◆ PASSAGE SHOWN ◆
## BEGIN
Did you every fix your surface finish problems you mentioned in this thread:

http://www.practicalmachinist.com/vb/showthread.php?t=138345


That crack could certainly contribute to problems with surface finish.

Bummer about the crack. Hope Grizzly does you right.


----------



## Data (Jan 27, 2008)

kromeke said:


> Did you every fix your surface finish problems you mentioned in this thread:
> 
> http://www.practicalmachinist.com/vb/showthread.php?t=138345
> 
> ...



Yes it could on really large cuts but probably only to the same degree that a fly heats up the room it flies around in.  The real danger is the crack could continue till it goes all the way through. Then you got a problem.

Those PM guys are nasty at times. I think many of them have not had their morning coffee when they start posting. Still, most over there are wonderful people just like here on CPF. CNCzone is better moderated.

Cheers
Dave


----------



## kawgomoo (Jan 27, 2008)

you can weld it, they have special rod for tig welding cast iron. there is actually a whole video in the hobart school of welding technology library dedicated to this subject. 

the problem is not pre heating, the rate in which it cools is the issue. typically it needs to be preheated, welded then buried in ash or sand and brought back down in temp ever so slowly. 

they have these giant staples that make the cast piece look like frankenstein, or you can plate it. or you can weld it. i think its high nickel rod 99 0r 33, i hear stainless works as well... 

i vaguely remember something about stipling the area around it before you weld it. once again its been several years since i watched the video. but if you cant get it fixed i can track it down for you if interested.
## END
◆ TASK OBJECTIVE ◆
Set down word for word the stretch of the machining forum thread from "the problem is" through "you if interested.".

◆ PROVIDED DATA ◆
## BEGIN
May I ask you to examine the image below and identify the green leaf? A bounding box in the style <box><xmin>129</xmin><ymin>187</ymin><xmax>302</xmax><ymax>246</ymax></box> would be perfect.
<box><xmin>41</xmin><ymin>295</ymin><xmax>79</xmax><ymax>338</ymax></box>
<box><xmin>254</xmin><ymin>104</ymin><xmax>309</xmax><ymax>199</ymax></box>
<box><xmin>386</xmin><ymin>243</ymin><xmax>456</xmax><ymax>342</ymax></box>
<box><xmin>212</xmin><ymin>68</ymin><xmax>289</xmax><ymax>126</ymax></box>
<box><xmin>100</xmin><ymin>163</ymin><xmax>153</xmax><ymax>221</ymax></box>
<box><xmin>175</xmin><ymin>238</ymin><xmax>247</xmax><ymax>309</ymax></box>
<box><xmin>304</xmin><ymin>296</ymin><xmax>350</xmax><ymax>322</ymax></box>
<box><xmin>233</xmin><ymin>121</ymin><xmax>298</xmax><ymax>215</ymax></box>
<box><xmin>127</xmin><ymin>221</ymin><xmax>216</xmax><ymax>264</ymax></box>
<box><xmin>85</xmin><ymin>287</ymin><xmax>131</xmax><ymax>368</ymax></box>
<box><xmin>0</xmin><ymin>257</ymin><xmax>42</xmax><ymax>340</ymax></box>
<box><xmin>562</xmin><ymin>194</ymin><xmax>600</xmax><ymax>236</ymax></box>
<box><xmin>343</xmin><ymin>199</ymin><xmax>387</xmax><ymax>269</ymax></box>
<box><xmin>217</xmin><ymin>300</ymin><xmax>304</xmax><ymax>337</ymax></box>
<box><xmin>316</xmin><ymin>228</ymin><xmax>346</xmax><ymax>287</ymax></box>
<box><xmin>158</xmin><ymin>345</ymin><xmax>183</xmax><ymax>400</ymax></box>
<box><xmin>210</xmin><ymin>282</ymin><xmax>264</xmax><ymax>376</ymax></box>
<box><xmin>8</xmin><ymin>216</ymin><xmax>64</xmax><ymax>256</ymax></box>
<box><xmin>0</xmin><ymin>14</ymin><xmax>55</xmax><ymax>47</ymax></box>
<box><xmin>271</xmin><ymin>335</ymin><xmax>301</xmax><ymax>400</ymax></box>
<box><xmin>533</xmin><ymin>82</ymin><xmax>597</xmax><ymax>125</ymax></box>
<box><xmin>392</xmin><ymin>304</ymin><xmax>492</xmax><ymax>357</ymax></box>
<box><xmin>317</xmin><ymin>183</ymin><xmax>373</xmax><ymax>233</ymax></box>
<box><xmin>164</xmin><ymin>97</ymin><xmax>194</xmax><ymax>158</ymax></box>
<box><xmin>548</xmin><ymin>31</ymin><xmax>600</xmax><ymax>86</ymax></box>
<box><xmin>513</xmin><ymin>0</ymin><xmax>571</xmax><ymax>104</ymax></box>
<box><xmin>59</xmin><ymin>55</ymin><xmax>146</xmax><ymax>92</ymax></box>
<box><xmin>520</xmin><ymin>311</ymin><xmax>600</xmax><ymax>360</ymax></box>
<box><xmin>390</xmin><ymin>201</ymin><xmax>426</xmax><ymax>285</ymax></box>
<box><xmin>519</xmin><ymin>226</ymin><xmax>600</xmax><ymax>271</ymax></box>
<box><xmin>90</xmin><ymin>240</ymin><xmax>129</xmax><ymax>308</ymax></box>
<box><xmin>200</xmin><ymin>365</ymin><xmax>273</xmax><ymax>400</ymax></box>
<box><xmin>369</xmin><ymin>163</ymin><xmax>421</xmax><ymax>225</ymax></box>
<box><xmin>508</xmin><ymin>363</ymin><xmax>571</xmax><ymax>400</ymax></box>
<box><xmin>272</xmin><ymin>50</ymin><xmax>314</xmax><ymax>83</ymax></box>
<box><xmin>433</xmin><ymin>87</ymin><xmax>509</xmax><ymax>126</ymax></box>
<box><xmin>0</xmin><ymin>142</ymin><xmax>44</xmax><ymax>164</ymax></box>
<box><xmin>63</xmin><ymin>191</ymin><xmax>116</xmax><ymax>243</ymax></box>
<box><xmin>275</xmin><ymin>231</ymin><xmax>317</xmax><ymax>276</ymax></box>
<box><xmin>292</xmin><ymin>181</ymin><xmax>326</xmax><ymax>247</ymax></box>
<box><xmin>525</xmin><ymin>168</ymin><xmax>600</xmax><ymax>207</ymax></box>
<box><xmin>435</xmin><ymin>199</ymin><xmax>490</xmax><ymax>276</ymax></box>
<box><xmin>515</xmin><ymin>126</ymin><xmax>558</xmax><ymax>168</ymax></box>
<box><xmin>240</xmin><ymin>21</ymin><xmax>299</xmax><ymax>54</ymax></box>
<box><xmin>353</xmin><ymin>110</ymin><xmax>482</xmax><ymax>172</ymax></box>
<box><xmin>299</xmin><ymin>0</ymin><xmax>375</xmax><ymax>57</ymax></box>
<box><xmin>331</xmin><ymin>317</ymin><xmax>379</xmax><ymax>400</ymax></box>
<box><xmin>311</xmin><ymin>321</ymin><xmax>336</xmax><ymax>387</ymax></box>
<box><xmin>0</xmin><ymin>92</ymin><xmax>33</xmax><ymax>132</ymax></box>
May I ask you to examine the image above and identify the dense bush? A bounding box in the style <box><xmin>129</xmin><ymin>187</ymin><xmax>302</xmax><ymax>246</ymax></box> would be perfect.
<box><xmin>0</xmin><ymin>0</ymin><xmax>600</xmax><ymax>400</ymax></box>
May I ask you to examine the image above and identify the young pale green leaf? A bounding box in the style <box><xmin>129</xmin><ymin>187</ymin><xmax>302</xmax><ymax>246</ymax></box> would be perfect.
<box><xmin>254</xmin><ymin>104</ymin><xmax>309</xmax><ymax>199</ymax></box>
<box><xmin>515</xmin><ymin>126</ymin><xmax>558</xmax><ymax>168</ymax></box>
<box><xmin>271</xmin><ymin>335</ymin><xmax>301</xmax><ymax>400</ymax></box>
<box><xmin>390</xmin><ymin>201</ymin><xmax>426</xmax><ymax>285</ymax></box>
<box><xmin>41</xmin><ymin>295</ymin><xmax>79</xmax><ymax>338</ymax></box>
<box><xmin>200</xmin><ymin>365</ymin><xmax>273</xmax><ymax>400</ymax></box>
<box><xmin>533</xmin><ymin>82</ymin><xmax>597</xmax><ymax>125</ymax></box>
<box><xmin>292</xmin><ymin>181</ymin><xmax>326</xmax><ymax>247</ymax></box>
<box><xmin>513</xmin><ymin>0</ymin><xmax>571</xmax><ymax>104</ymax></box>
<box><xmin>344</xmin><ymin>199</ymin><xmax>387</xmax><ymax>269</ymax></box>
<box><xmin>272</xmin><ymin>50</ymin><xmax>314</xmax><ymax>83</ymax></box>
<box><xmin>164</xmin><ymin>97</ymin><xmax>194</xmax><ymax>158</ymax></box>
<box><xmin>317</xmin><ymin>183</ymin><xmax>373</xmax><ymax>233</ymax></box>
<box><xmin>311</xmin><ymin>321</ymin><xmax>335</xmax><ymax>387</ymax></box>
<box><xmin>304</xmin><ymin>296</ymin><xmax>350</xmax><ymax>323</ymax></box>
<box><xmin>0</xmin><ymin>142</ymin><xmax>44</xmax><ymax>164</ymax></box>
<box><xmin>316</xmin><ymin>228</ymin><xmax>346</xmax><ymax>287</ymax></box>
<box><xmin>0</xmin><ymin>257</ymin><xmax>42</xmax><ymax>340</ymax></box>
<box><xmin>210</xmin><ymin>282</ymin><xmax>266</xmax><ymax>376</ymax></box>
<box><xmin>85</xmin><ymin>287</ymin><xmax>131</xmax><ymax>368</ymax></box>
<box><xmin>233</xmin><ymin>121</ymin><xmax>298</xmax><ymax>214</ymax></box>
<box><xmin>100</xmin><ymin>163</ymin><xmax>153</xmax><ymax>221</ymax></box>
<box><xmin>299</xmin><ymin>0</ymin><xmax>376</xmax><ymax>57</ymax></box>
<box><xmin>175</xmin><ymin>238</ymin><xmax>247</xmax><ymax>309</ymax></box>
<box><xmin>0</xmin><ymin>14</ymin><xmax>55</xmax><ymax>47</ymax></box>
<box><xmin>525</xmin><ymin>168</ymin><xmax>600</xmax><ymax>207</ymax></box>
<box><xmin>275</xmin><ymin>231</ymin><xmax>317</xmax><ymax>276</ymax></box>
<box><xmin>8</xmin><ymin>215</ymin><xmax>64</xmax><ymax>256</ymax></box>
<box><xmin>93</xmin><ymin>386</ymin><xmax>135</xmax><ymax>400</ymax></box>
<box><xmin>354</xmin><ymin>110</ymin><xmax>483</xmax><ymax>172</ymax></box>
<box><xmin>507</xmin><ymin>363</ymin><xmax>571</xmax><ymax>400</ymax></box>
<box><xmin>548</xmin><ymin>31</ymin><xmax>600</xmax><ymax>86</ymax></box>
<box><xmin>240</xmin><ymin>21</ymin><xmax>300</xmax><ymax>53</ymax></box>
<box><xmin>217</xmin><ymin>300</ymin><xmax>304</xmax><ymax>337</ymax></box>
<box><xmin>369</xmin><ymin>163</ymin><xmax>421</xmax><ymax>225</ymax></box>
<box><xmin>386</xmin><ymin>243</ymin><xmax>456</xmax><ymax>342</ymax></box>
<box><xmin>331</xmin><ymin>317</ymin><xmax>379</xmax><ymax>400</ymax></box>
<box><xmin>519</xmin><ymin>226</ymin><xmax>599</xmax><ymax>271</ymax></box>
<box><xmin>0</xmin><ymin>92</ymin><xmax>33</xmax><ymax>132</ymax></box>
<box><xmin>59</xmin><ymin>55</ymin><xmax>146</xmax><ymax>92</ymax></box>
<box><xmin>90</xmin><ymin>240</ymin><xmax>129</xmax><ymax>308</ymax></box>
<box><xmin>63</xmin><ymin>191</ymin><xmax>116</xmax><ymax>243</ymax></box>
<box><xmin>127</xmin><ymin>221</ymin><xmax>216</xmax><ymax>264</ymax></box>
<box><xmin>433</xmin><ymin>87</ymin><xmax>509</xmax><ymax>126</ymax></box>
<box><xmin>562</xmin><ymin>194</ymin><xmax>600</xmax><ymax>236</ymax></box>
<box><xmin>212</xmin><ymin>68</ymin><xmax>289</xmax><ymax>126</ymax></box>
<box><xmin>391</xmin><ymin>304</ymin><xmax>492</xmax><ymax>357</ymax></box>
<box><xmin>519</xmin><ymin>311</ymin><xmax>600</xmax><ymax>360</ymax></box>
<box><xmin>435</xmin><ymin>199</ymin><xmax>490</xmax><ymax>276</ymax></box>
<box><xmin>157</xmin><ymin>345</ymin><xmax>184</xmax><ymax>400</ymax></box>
## END
◆ EXERCISE SOLUTION ◆
the problem is not pre heating, the rate in which it cools is the issue. typically it needs to be preheated, welded then buried in ash or sand and brought back down in temp ever so slowly. 

they have these giant staples that make the cast piece look like frankenstein, or you can plate it. or you can weld it. i think its high nickel rod 99 0r 33, i hear stainless works as well... 

i vaguely remember something about stipling the area around it before you weld it. once again its been several years since i watched the video. but if you cant get it fixed i can track it down for you if interested.